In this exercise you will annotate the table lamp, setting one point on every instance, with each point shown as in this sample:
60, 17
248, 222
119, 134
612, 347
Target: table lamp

——————

Exercise directions:
Can you output all of the data above again, line for line, with nothing changed?

Exercise response:
In this exercise you will annotate the table lamp, setting one point on every instance, with each point shown as in this sample:
60, 17
248, 222
119, 134
612, 347
Target: table lamp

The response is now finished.